▸ **PROMPT**: Rewrite the extract on pricing psychology, starting at the words "In all three" and ending after "than the original price.", with "font" changed to "typeface" throughout.

▸ **EXTRACT**:
╔══

On the other hand, female shoppers seemed not be affected by a change in the colour of price tags. Women tended to process price data more deeply, recollect old prices, and compare them minutely, irrespective of the colour they were printed in.
An independent study published in the Journal of Retailing consisted of three experiments in which respondents looked at price tags and ads in different colours and scored them with respect to how much they would save on each item.
In all three experiments, male respondents thought they would save as much as 85% more with items that carried red price tags than those which had black tags.
The moral here is that if you're selling products aimed at a male target audience, use red for your pricing data!
Consumers are sensitive to the text size of discounted prices on price tags and product advertisements. Research has proved that they perceive price to be significantly lower when the reduced price is printed in a smaller font than that of the original price.
The logic is that the size of the text acts as a guideline to the reader's brain. The smaller font for the discounted price tells them that the new price is reduced and much lower than the original price.
The next time you have a sale, keep the discounted price text size smaller than the text size of the original price of the item.
Drop Those "£" Signs
Have you been in a restaurant recently and noticed the absence of a pound sign before the prices on the menu? This is because researchers at Cornell University found that the absence of a monetary symbol takes the pressure of spending off the patrons' minds, leading them to spend higher amounts.

╚══

Records in a dataset:
╔══

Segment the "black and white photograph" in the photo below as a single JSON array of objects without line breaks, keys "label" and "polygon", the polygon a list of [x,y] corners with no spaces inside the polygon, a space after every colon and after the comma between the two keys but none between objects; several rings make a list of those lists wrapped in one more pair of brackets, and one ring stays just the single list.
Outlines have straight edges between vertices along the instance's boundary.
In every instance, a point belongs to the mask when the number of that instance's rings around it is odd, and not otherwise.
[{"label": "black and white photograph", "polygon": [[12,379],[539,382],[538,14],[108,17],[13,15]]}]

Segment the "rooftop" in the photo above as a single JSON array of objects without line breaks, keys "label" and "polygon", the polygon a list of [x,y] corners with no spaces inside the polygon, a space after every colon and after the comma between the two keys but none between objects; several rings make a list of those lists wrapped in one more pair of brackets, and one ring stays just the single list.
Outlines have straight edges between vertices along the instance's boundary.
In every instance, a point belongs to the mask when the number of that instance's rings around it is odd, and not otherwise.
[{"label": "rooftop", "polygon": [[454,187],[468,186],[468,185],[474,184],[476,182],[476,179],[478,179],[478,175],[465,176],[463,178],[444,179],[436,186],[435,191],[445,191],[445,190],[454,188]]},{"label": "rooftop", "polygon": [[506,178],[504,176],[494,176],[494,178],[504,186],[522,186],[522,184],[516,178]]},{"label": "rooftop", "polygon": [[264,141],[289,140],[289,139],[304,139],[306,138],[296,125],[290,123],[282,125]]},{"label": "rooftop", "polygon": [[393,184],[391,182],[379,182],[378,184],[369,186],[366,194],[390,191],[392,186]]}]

╚══

▸ **FINAL RESULT**:
In all three experiments, male respondents thought they would save as much as 85% more with items that carried red price tags than those which had black tags.
The moral here is that if you're selling products aimed at a male target audience, use red for your pricing data!
Consumers are sensitive to the text size of discounted prices on price tags and product advertisements. Research has proved that they perceive price to be significantly lower when the reduced price is printed in a smaller typeface than that of the original price.
The logic is that the size of the text acts as a guideline to the reader's brain. The smaller typeface for the discounted price tells them that the new price is reduced and much lower than the original price.